Exercises
1. In the essay on self-criticism and type 1 diabetes, how old was the writer when the family moved to the small country town?
2. Please sum up the essay on self-criticism and type 1 diabetes in two sentences.
3. Write a continuation of the essay on self-criticism and type 1 diabetes, starting after its final sentence.

Extract
Sometimes I think I am my own worst critic. In fact I know that I am. This can be a good thing, as it makes me question my actions and do my best. But it can also drive me crazy, make me spend countless hours worrying about what I said, or did not say and obsess about all sorts of things. I wonder sometimes if living life with a disease that requires precision and testing all the time has made this worse.
I used to spend hours when I was younger worrying about how I looked. Finding the right clothes. Getting the right haircut. Wearing the right makeup. Looking for a cool boyfriend. And pretending I did not have type 1 diabetes. Once I was diagnosed with diabetes I did anything I could to hide the fact that I had a broken pancreas. I thought that I was a freak. I did not feel like I fit in with the crowd and living in a small country town just made that worse. Kids can be so cruel and even something like diabetes can become a target for bullying.
We moved there when I was just 9 years old and with my parents not only being “hippies” but being teachers at my area school, I stood out. Being new in a small town is often not an easy ride. I was bullied. Teased. Picked on. To the point I would spend hours in the sick room with tummy aches and can remember telling my Mum I was never going back to school and they would have to home school me. Of course I kept going.
Not only was I a little overweight as a child, from a family that were “different” and a bit of a softie, but I was also very smart. This did not make for being high on the popularity stakes! But by the time I was in late primary school I had a good bunch of friends. Oh we were not the “cool” kids, but we were essentially happy.

Record set
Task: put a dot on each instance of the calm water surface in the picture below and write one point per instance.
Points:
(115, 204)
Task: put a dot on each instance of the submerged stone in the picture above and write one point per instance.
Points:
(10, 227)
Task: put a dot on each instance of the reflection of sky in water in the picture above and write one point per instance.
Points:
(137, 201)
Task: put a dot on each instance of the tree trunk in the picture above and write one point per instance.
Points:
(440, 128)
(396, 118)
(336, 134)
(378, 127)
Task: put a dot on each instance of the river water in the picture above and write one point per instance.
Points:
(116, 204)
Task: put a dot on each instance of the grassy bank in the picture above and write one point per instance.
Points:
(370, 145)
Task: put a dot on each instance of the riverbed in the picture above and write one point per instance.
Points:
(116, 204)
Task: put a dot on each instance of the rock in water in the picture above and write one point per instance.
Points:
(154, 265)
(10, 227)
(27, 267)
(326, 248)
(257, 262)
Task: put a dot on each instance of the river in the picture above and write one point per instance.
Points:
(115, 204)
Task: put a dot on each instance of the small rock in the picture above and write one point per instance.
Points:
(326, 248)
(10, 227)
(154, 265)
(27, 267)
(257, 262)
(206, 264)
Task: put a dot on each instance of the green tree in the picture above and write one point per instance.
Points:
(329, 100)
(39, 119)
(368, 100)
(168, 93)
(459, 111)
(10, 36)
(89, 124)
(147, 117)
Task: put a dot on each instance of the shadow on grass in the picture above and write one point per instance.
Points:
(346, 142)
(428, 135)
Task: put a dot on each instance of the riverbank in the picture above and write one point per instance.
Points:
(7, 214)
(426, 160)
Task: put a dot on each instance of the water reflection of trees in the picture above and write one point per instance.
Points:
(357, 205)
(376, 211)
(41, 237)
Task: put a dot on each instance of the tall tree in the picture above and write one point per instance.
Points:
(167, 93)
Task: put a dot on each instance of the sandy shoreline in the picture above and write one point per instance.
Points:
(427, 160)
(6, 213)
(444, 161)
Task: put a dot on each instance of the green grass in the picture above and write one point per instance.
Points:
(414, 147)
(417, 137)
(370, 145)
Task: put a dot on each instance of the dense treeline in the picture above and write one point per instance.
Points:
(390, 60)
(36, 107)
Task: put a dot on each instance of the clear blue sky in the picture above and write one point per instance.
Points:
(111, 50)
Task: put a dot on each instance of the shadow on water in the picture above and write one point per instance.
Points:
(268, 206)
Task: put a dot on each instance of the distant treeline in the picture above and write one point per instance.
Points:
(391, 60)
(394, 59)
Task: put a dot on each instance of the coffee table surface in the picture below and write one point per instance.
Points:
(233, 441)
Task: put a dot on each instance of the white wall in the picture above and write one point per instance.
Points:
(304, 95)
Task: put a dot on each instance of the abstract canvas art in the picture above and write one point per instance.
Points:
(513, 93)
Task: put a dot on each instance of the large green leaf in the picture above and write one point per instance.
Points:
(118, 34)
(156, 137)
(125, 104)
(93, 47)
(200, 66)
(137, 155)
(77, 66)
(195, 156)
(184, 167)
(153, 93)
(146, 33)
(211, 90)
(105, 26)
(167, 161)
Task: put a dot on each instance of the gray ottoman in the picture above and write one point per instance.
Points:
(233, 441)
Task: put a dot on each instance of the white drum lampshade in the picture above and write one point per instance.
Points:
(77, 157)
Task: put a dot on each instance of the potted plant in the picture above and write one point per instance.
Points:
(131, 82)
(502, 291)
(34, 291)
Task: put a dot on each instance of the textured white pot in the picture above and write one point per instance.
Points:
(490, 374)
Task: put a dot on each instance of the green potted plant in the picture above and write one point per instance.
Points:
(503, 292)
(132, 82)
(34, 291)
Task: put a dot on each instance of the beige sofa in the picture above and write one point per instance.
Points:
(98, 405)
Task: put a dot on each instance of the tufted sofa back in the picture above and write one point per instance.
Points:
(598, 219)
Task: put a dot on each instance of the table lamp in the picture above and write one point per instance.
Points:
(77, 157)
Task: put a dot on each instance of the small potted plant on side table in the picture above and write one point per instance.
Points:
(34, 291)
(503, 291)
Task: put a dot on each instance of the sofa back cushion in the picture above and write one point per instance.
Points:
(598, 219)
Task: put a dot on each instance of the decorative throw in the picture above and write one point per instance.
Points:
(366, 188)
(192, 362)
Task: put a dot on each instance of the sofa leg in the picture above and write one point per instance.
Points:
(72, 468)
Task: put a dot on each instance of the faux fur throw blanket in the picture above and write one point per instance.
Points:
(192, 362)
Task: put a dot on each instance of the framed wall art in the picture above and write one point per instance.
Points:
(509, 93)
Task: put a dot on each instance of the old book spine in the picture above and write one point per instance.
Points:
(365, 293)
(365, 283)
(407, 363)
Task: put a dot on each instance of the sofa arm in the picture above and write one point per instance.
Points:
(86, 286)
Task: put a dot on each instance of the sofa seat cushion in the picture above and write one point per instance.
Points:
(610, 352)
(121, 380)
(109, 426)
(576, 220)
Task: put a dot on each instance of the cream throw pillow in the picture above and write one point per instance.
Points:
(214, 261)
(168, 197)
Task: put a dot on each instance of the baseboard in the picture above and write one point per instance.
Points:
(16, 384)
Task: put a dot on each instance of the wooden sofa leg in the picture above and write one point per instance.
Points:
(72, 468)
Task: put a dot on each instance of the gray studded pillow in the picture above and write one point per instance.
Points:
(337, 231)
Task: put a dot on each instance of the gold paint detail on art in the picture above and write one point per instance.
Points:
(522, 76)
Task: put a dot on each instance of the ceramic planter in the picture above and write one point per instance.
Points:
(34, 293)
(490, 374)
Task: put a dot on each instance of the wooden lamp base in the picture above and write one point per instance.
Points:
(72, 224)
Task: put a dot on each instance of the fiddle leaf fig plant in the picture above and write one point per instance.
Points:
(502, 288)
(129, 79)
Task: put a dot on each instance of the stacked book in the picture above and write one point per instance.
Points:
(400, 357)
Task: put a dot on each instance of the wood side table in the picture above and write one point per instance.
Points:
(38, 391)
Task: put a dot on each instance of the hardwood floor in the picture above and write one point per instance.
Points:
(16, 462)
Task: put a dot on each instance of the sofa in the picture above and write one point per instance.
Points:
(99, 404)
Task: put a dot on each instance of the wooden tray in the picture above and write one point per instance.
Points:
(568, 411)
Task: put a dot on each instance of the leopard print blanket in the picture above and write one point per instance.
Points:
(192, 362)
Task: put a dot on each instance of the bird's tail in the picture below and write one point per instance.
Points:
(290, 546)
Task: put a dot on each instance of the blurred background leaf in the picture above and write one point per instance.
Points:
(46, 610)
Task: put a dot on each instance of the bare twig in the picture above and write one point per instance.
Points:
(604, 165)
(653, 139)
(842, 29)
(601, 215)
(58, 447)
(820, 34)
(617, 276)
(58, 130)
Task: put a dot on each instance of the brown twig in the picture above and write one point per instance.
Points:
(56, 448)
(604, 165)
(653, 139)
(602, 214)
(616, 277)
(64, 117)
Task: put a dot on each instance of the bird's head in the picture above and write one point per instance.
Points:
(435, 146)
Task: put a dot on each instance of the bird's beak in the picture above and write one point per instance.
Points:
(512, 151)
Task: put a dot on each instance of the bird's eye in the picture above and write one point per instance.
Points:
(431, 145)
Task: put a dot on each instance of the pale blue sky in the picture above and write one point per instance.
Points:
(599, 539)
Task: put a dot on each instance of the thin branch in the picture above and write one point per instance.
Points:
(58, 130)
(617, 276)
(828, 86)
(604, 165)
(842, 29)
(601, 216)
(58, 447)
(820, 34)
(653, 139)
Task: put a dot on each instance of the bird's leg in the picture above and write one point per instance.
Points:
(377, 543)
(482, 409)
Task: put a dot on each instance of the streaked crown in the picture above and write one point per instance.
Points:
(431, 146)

Answers to the problems
1. The writer was 9 years old.

2. The writer describes being their own worst critic and wonders whether living with type 1 diabetes, which demands constant precision and testing, has made this worse. After moving to a small country town at age 9, the writer hid their diabetes, was bullied for standing out, and by late primary school had found a good group of friends who, though not the "cool" kids, were essentially happy.

3.
Bring on the end of year 7 and WHAM along comes diabetes. I missed the first two weeks of high school. My caring parents went to the school and explained to all the teachers and my friends, about type 1 diabetes and what they needed to watch out for. Suffice to say I headed into year 8 feeling like a complete and utter outsider.
I still had my group of friends, but I was looking for more. At the end of year 8 my soon to be best friend came to the school. She was a fiesty, pretty and outspoken girl and I decided on the spot that I would make her my friend. And I did. We became inseparable. And we became the victims of more bullying, even our friendship was targetted but we remained strong together.
Gradually diabetes faded into the background of my life for me. I decided not to let it bother me. But in my 14 year old way this did not mean accepting it, it meant not looking after it, pretending it did not exist. I also delved into behaviours that were completely out of character in my attempt to “fit in”. But still I was not accepted as part of the “cool crowd”, no matter what I did and I did some things I was not proud of.
Looking back now as a wise old woman of nearly 45, with 33 years of diabetes, 3 children, numerous relationships, trips to other countries, learning, seeing, understanding and knowing – I realise that all that time – those people were not cool. Those people were not people I would want to be. Trying to please the bullies by trying to be what you think they admire does not work. And I sure as hell do not admire the behaviour of bullies.
And finally, I have realised that the way I behaved at the time was just a young woman crying out for acceptance – from someone, anyone, but mostly, from herself.
Growing up is hard. But growing up with something that makes you feel different when all you want is to fit in can be hell. I am glad I made it. I am glad that I also made it with all of the things I started out with before diabetes. I LIKE being a little bit different. I LIKE standing out from the crowd. And I LIKE that I can see right through a bully and realise they are just a little girl wanting to fit in too.
Being “cool” is not about being the same as the bullies – it is about knowing who you are and then standing by yourself and being proud of who you are.